→ **TEXTAUSZUG**
Der US-Aktienmarkt war noch nie so stark konsolidiert
Im November 2021 erreichte die Konzentration am US-Aktienmarkt den höchsten Stand seit 1991, obwohl die MSCI-Daten darauf hindeuten, dass der US-Aktienmarkt bereits 1977 einen dramatischen Höhepunkt der Indexkonzentration erlebte. Als der Zinsschock im Jahr 2022 seinen Lauf nahm und die US-Technologiewerte auf den Boden der Tatsachen zurückholte, was zu einem erheblichen Rückgang der Konzentration des S&P 500-Indexes führte, waren wir ziemlich sicher, dass der Markt in Bezug auf die Indexkonzentration eine Wende vollzogen hatte. Niemals hätten wir in unseren kühnsten Träumen gedacht, dass der Index am vergangenen Freitag aufgrund einer exzessiven KI-bedingten Rallye bei Technologiewerten wieder neue Höchststände erreichen würde. Aber die Fakten sind, wie sie sind. Der S&P 500 war noch nie so konzentriert wie am vergangenen Freitag, als die 10 grössten Aktien zusammen 30,4 % des Indexgewichts ausmachten. Das ist natürlich kein gutes Zeichen, denn dadurch wird der US-Aktienmarkt anfälliger und reagiert empfindlicher auf kleine Stimmungsänderungen bei einigen wenigen Aktien. Eine hohe Indexkonzentration korreliert in der Regel auch mit grossen Brüchen an den Finanzmärkten beim Übergang zu einem neuen System.

→ **AUFGABENBESCHREIBUNG**
Prüfen Sie, ob die folgenden Aussagen mit dem Text über die Konzentration am US-Aktienmarkt übereinstimmen, und belegen Sie jede Antwort mit einem wörtlichen Zitat aus dem Text.
(a) Im November 2021 erreichte die Konzentration am US-Aktienmarkt den höchsten Stand seit 1991.
(b) Am vergangenen Freitag machten die zehn größten Aktien zusammen weniger als ein Viertel des Indexgewichts aus.
(c) Der Text bezeichnet die hohe Indexkonzentration als gutes Zeichen.

→ **ANGEZEIGTE INFORMATIONEN**
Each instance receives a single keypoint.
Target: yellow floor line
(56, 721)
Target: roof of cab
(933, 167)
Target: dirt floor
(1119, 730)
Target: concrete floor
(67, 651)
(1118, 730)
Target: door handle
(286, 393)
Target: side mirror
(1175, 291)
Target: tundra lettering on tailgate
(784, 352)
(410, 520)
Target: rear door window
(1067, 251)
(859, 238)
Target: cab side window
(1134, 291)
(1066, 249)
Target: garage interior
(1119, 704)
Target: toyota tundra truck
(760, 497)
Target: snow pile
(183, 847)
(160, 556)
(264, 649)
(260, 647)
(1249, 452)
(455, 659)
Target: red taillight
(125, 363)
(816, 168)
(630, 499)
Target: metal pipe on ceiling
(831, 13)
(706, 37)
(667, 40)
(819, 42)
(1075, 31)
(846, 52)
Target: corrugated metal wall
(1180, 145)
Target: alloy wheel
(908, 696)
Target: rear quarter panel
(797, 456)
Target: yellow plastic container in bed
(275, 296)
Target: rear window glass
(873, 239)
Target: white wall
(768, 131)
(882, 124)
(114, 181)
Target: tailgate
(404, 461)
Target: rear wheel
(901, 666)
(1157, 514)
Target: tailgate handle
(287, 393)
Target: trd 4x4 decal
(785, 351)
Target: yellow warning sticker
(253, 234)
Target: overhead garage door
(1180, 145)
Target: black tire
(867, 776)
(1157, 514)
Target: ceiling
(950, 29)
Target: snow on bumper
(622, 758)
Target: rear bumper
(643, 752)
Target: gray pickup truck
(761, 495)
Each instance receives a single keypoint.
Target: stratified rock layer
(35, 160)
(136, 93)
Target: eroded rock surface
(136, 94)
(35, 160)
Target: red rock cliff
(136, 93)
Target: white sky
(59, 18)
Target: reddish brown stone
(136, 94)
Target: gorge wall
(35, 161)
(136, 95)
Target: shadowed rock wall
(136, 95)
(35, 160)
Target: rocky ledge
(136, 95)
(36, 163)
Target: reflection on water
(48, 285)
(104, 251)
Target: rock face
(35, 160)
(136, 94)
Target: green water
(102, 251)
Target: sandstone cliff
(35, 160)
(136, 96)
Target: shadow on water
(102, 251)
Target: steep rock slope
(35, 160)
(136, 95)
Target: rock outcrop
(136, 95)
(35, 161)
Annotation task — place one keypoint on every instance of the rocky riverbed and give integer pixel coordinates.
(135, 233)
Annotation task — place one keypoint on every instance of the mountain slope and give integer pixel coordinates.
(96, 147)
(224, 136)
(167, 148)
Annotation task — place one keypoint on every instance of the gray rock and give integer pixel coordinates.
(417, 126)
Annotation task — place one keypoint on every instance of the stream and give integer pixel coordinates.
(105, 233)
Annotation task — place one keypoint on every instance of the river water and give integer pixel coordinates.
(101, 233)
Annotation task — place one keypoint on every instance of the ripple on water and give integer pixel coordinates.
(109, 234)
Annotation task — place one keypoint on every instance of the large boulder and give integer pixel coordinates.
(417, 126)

→ **ANTWORT**
(a) Ja: „Im November 2021 erreichte die Konzentration am US-Aktienmarkt den höchsten Stand seit 1991“
(b) Nein: „als die 10 grössten Aktien zusammen 30,4 % des Indexgewichts ausmachten“
(c) Nein: „Das ist natürlich kein gutes Zeichen“